• **Raw records**
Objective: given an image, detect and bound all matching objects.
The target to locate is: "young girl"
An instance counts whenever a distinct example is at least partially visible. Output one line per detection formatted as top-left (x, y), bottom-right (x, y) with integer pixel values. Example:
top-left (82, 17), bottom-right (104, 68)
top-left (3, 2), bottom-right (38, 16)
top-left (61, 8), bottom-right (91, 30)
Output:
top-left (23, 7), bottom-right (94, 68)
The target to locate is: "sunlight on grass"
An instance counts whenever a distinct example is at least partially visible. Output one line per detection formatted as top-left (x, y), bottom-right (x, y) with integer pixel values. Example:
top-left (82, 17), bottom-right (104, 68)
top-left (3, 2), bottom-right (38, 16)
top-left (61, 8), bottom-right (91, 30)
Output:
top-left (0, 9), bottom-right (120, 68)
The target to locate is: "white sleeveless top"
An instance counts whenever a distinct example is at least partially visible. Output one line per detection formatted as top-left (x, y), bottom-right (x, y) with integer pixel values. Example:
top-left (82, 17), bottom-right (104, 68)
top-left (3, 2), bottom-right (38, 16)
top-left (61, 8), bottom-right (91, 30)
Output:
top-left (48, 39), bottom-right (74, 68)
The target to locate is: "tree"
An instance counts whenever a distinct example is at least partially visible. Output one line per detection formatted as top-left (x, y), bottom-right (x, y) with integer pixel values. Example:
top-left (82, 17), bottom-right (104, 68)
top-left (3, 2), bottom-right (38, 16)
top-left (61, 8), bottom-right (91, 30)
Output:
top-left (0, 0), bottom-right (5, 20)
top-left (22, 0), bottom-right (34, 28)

--

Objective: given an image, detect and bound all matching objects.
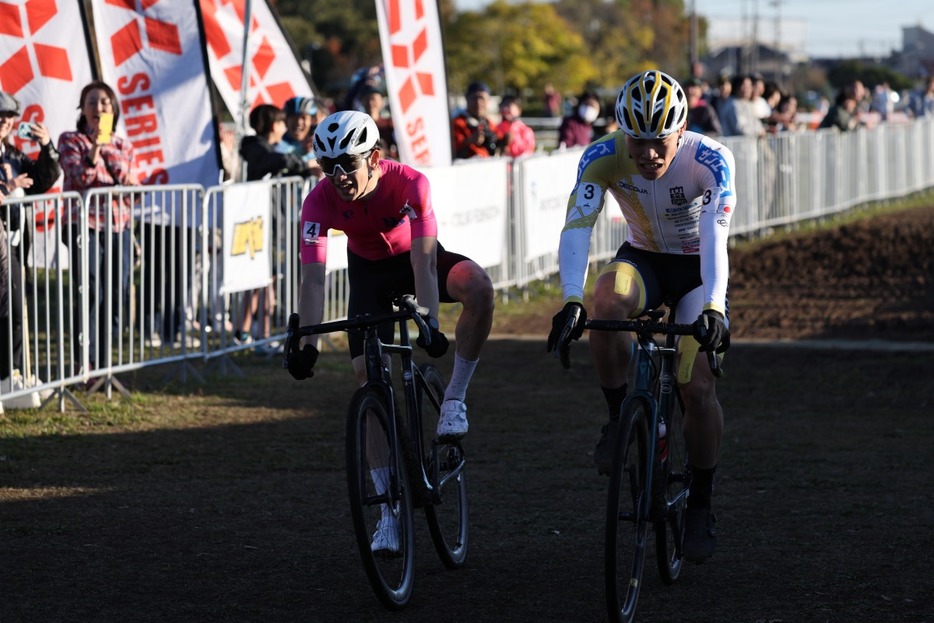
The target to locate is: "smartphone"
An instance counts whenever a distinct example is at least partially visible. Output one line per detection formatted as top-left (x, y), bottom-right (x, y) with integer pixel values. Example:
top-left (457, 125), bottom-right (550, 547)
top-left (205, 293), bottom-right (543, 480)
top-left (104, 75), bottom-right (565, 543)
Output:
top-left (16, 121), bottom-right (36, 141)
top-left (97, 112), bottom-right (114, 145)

• **To be done**
Find every line in the entries above that contains the word "target", and copy each of those lines.

• **Exercise response**
The target to locate is: "young girl"
The target to locate is: "sunlight on grass"
The target to locate is: "white sleeveless top"
The target to locate is: "tree"
The target to locate is: "smartphone"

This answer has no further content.